Dataset entries -
++++++++++

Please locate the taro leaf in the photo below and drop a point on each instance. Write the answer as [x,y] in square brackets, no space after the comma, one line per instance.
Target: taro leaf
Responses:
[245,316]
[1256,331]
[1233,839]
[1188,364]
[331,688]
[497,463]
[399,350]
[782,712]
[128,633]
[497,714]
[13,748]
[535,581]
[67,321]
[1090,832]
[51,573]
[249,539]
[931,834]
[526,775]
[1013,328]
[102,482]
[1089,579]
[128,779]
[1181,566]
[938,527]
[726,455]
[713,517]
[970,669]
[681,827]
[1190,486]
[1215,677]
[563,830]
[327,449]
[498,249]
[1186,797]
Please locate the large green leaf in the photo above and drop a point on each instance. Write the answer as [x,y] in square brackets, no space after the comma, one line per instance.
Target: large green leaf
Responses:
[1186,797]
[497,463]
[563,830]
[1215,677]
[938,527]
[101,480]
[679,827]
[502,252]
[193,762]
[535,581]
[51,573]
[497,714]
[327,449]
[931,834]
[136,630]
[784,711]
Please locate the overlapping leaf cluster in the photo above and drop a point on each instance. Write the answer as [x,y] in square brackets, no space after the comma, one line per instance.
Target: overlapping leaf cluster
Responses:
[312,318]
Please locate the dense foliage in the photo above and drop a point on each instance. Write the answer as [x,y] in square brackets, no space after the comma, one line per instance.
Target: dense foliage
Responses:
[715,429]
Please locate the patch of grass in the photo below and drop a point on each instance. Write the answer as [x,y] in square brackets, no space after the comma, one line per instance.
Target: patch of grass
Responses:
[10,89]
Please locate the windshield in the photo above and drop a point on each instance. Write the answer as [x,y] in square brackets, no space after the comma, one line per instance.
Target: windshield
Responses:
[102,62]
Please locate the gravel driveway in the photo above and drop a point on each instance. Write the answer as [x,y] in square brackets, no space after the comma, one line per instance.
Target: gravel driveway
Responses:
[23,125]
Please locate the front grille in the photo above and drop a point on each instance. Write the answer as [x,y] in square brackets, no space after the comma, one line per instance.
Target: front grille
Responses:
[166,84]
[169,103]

++++++++++

Problem - Begin with the line that contains "Please locate the large" and end with the last line of the records; set down every line in that span exactly, and nothing else.

Solution to the problem -
Please locate the large green leaf in the photo above and drop a point on each instance. Write the answer as [x,y] in square brackets, no space after the comma, one line per instance.
Target: large green leaf
Responses:
[1186,797]
[497,463]
[563,830]
[1215,677]
[938,527]
[101,480]
[679,827]
[502,252]
[193,762]
[535,581]
[51,573]
[497,714]
[327,449]
[931,834]
[136,630]
[784,711]
Please locate the overlapping leaf cluster in the photo above and drop a point on each instance. Write the answer as [x,y] in square brackets, no space after the comma, one line per instance.
Target: overlapping leaf cluster
Responses:
[312,318]
Please locate the dense foliage in the photo above and drop a point on each instance. Write the answer as [x,y] in square brackets, no space after the comma, one line per instance.
Target: dense foliage
Responses:
[715,429]
Please locate the patch of grass in the photo below and drop a point on each instance. Write the answer as [x,y] in square brackets, no space after the comma, one line per instance.
Target: patch of grass
Responses:
[10,89]
Please locate the windshield in the photo above and drop a point on each instance. Write the answer as [x,y] in square brackets, no space after the comma, one line per instance.
Target: windshield
Responses:
[102,62]
Please locate the gravel driveway in the photo above and drop a point on each instance. Write the answer as [x,y] in square brackets, no space after the comma, one line per instance.
Target: gravel driveway
Responses:
[23,125]
Please locate the front grille in the photo above and drop a point on each instance. Write the answer as [x,y] in square brackets, no space after the comma, one line per instance.
Target: front grille
Responses:
[166,84]
[169,103]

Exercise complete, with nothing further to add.